Information provided –
============================================================
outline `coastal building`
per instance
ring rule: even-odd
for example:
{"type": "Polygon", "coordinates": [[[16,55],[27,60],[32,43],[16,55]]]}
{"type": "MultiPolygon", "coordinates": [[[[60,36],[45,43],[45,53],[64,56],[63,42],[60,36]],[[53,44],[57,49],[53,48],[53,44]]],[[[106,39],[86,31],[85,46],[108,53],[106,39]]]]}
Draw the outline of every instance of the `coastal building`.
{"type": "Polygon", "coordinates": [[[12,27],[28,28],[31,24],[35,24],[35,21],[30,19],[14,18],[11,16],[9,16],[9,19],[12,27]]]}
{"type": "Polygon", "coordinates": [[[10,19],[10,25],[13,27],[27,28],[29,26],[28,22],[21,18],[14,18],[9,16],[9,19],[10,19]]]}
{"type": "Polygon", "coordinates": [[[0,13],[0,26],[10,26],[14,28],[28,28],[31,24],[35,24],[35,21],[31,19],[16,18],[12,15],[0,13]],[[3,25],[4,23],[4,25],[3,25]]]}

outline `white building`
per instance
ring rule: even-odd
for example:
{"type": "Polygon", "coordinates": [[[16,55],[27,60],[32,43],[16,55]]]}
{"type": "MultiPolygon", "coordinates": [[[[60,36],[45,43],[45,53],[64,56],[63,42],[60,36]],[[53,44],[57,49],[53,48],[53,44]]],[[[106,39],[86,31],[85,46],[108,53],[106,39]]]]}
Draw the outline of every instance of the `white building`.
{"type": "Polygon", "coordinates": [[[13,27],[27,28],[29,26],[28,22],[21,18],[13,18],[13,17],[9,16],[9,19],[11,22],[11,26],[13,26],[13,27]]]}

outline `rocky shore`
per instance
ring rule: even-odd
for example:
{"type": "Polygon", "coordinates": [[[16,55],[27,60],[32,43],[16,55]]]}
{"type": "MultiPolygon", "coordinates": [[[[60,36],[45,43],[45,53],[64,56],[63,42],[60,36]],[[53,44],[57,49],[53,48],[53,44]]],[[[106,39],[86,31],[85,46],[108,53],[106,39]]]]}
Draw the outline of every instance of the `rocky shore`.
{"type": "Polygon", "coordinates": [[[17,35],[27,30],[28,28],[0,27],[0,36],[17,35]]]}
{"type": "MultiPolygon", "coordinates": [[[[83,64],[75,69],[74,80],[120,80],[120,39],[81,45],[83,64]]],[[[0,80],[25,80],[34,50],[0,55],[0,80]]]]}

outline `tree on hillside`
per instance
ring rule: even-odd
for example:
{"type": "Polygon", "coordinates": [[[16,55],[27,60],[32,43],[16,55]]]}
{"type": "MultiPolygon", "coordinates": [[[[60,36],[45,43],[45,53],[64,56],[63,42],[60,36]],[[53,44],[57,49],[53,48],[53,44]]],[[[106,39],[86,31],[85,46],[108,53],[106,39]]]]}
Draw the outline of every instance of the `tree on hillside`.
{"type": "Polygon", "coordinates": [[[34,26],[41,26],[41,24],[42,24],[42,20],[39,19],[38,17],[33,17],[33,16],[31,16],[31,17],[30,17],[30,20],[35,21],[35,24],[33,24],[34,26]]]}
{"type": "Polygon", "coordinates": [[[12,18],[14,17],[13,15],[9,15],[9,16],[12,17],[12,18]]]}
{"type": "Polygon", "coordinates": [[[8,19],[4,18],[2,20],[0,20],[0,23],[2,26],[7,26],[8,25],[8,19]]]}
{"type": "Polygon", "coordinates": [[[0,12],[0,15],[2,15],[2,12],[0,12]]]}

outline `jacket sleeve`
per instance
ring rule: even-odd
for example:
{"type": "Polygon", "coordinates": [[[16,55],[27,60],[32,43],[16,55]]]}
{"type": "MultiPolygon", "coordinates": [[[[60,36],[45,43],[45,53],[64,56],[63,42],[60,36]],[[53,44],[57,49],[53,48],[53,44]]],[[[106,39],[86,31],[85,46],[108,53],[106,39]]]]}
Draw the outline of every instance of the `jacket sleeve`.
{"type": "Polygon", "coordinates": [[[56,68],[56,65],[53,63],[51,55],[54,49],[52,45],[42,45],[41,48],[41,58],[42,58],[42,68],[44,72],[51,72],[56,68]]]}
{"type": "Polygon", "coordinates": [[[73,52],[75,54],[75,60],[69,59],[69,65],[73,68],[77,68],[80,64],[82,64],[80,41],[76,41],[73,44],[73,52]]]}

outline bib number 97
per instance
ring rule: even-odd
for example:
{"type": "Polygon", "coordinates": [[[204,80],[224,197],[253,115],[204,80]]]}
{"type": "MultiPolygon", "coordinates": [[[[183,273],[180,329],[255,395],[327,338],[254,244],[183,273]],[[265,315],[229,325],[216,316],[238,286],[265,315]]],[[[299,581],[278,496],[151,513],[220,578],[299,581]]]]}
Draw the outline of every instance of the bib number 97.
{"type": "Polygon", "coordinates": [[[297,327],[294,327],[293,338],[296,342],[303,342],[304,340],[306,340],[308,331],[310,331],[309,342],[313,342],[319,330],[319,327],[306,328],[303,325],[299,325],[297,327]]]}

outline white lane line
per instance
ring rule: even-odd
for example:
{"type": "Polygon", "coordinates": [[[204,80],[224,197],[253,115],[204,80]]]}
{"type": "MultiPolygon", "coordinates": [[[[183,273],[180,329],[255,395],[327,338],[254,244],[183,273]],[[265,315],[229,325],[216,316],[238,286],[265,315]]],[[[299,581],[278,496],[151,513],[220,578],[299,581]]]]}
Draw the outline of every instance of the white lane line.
============================================================
Return the material in full. Each line must match.

Task result –
outline `coastal building`
per instance
ring rule: even-odd
for example:
{"type": "Polygon", "coordinates": [[[16,55],[27,60],[32,43],[16,55]]]}
{"type": "MultiPolygon", "coordinates": [[[[60,36],[45,43],[45,53],[64,56],[63,42],[60,36]],[[53,44],[57,49],[53,48],[53,44]]],[[[106,39],[86,31],[85,46],[108,53],[106,39]]]]}
Draw the outline of every instance of the `coastal building`.
{"type": "Polygon", "coordinates": [[[12,27],[28,28],[31,24],[35,24],[35,21],[30,19],[14,18],[11,16],[9,16],[9,19],[12,27]]]}
{"type": "Polygon", "coordinates": [[[10,19],[10,25],[13,27],[27,28],[29,26],[28,22],[21,18],[14,18],[9,16],[9,19],[10,19]]]}
{"type": "Polygon", "coordinates": [[[0,13],[0,26],[10,26],[14,28],[28,28],[31,24],[35,24],[35,21],[31,19],[16,18],[12,15],[0,13]],[[3,25],[4,23],[4,25],[3,25]]]}

outline `white building`
per instance
ring rule: even-odd
for example:
{"type": "Polygon", "coordinates": [[[16,55],[27,60],[32,43],[16,55]]]}
{"type": "MultiPolygon", "coordinates": [[[[60,36],[45,43],[45,53],[64,56],[63,42],[60,36]],[[53,44],[57,49],[53,48],[53,44]]],[[[106,39],[86,31],[85,46],[108,53],[106,39]]]]}
Draw the outline of every instance of the `white building`.
{"type": "Polygon", "coordinates": [[[13,27],[27,28],[29,26],[28,22],[21,18],[13,18],[13,17],[9,16],[9,19],[11,22],[11,26],[13,26],[13,27]]]}

outline `rocky shore`
per instance
ring rule: even-odd
for example:
{"type": "Polygon", "coordinates": [[[16,55],[27,60],[32,43],[16,55]]]}
{"type": "MultiPolygon", "coordinates": [[[[60,36],[45,43],[45,53],[64,56],[63,42],[60,36]],[[53,44],[57,49],[53,48],[53,44]]],[[[106,39],[86,31],[85,46],[108,53],[106,39]]]]}
Draw the outline of every instance of the `rocky shore`.
{"type": "Polygon", "coordinates": [[[17,35],[27,30],[28,28],[0,27],[0,36],[17,35]]]}
{"type": "MultiPolygon", "coordinates": [[[[83,64],[75,69],[74,80],[120,80],[120,39],[81,45],[83,64]]],[[[0,80],[25,80],[34,50],[0,55],[0,80]]]]}

outline `tree on hillside`
per instance
ring rule: even-odd
for example:
{"type": "Polygon", "coordinates": [[[16,55],[27,60],[32,43],[16,55]]]}
{"type": "MultiPolygon", "coordinates": [[[[60,36],[45,43],[45,53],[64,56],[63,42],[60,36]],[[53,44],[57,49],[53,48],[53,44]]],[[[106,39],[86,31],[85,46],[108,53],[106,39]]]]}
Draw the outline of every instance of the `tree on hillside`.
{"type": "Polygon", "coordinates": [[[34,26],[41,26],[41,24],[42,24],[42,20],[39,19],[38,17],[33,17],[33,16],[31,16],[31,17],[30,17],[30,20],[35,21],[35,24],[33,24],[34,26]]]}
{"type": "Polygon", "coordinates": [[[12,18],[14,17],[13,15],[9,15],[9,16],[12,17],[12,18]]]}
{"type": "Polygon", "coordinates": [[[8,19],[4,18],[2,20],[0,20],[0,23],[2,26],[7,26],[8,25],[8,19]]]}
{"type": "Polygon", "coordinates": [[[0,12],[0,15],[2,15],[2,12],[0,12]]]}

outline `jacket sleeve`
per instance
ring rule: even-odd
for example:
{"type": "Polygon", "coordinates": [[[16,55],[27,60],[32,43],[16,55]]]}
{"type": "MultiPolygon", "coordinates": [[[[60,36],[45,43],[45,53],[64,56],[63,42],[60,36]],[[53,44],[57,49],[53,48],[53,44]]],[[[106,39],[86,31],[85,46],[108,53],[106,39]]]]}
Draw the outline of every instance of the `jacket sleeve`.
{"type": "Polygon", "coordinates": [[[56,68],[56,65],[53,63],[51,55],[54,49],[52,45],[42,45],[41,48],[41,58],[42,58],[42,68],[44,72],[51,72],[56,68]]]}
{"type": "Polygon", "coordinates": [[[73,52],[75,54],[75,60],[69,59],[69,65],[73,68],[77,68],[80,64],[82,64],[80,41],[76,41],[73,44],[73,52]]]}

outline bib number 97
per instance
ring rule: even-odd
for example:
{"type": "Polygon", "coordinates": [[[204,80],[224,197],[253,115],[204,80]]]}
{"type": "MultiPolygon", "coordinates": [[[[183,273],[180,329],[255,395],[327,338],[254,244],[183,273]],[[265,315],[229,325],[216,316],[238,286],[265,315]]],[[[299,581],[278,496],[151,513],[220,578],[299,581]]]]}
Draw the outline of every instance of the bib number 97.
{"type": "Polygon", "coordinates": [[[297,327],[294,327],[293,338],[296,342],[303,342],[304,340],[306,340],[308,331],[310,331],[309,342],[313,342],[319,330],[319,327],[306,328],[303,325],[299,325],[297,327]]]}

outline white lane line
per instance
ring rule: even-odd
for example:
{"type": "Polygon", "coordinates": [[[204,80],[224,197],[253,115],[204,80]]]}
{"type": "MultiPolygon", "coordinates": [[[[183,273],[180,329],[255,395],[327,338],[254,244],[183,273]],[[265,315],[229,325],[216,316],[238,286],[265,315]]],[[[299,581],[278,496],[151,513],[220,578],[299,581]]]]}
Draw the outline of every instance of the white lane line.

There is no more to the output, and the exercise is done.